* _BRONTEKST_
#####

Het melden en bespreken van een medicatie-incident kost tijd. Het is de verantwoordelijkheid van de zorgorganisatie dat zorgmedewerkers voldoende tijd krijgen om een incident te melden en dat er tijd vrijgemaakt wordt om (alle) geregistreerde medicatiefouten te bespreken. Naast het leren van medicatie-incidenten geeft het bespreken op centraal niveau inzicht in de medicatieveiligheid en kan het knelpunten in het medicatieproces aan het licht brengen.
-
Bekwaamheid en kennis van zorgmedewerkers
Om het medicatieproces zo goed mogelijk te laten verlopen is het belangrijk dat zorgmedewerkers de juiste kwalificaties en kennis hebben. Van onze respondenten geeft 13% aan één of meerdere collega’s te hebben die volgens hen niet bekwaam zijn om medicatie toe te dienen. Daarnaast geeft twee derde van de respondenten aan de kennis over medicatie bij collega’s soms onvoldoende te vinden.

#####

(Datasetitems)
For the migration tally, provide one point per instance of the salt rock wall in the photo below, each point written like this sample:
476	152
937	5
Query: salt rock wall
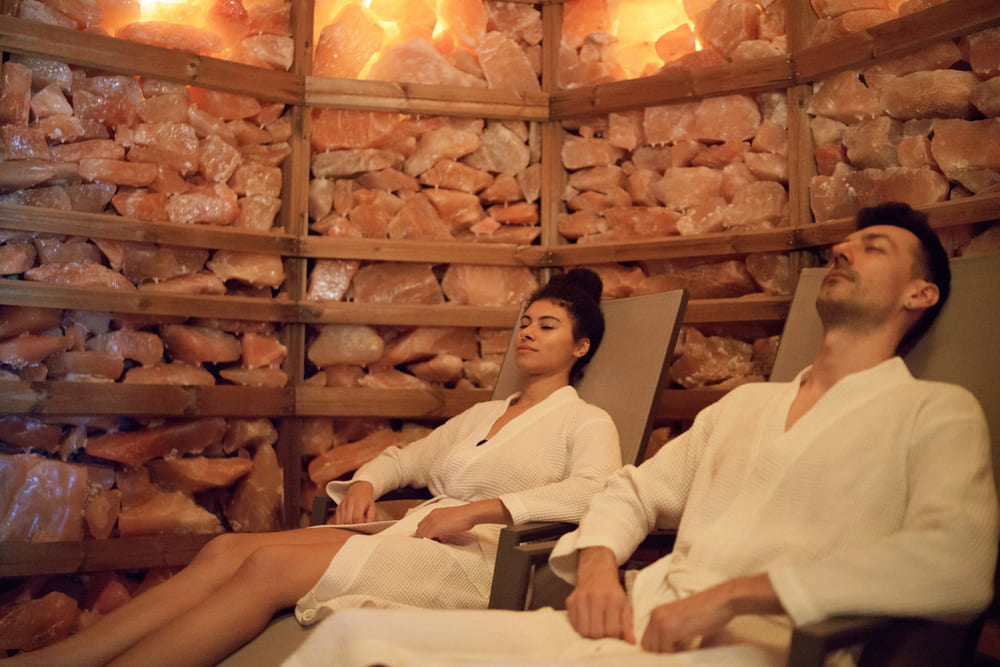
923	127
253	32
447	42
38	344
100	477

#####

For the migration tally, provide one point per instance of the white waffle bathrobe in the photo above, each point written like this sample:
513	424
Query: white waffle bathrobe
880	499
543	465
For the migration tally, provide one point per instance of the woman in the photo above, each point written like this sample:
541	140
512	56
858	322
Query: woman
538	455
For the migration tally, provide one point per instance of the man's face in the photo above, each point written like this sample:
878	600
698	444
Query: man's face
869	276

#####

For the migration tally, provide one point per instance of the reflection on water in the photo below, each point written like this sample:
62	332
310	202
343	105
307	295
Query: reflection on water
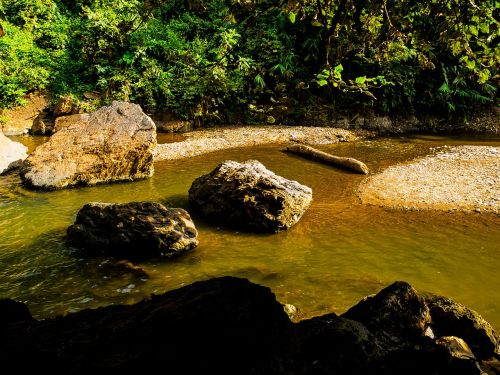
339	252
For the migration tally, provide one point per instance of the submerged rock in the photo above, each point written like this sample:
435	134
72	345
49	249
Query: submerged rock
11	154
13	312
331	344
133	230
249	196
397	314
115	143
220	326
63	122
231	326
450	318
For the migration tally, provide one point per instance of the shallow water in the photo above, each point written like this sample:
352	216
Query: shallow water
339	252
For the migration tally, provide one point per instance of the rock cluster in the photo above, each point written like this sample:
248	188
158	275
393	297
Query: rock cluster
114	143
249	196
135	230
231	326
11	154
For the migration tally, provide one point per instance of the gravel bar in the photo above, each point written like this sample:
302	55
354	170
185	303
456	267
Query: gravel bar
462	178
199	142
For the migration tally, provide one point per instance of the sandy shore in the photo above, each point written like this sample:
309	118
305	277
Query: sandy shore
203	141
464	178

#####

* _OPDRACHT A_
Schrijf alsjeblieft het deel van de brontekst over dat begint met "Het melden en" en doorloopt tot en met "het licht brengen.", en vervang daarin "zorgorganisatie" door "zorginstelling".
* _OPDRACHT B_
Leg uit waarom het volgens de brontekst zinvol is medicatie-incidenten op centraal niveau te bespreken.
* _OPDRACHT C_
Welk percentage van de respondenten heeft volgens de brontekst één of meerdere collega's die zij niet bekwaam vinden om medicatie toe te dienen?

* _JOUW OPLOSSING A_
Het melden en bespreken van een medicatie-incident kost tijd. Het is de verantwoordelijkheid van de zorginstelling dat zorgmedewerkers voldoende tijd krijgen om een incident te melden en dat er tijd vrijgemaakt wordt om (alle) geregistreerde medicatiefouten te bespreken. Naast het leren van medicatie-incidenten geeft het bespreken op centraal niveau inzicht in de medicatieveiligheid en kan het knelpunten in het medicatieproces aan het licht brengen.

* _JOUW OPLOSSING B_
Het bespreken op centraal niveau geeft naast het leren van medicatie-incidenten inzicht in de medicatieveiligheid. Daarnaast kan het knelpunten in het medicatieproces aan het licht brengen.

* _JOUW OPLOSSING C_
13%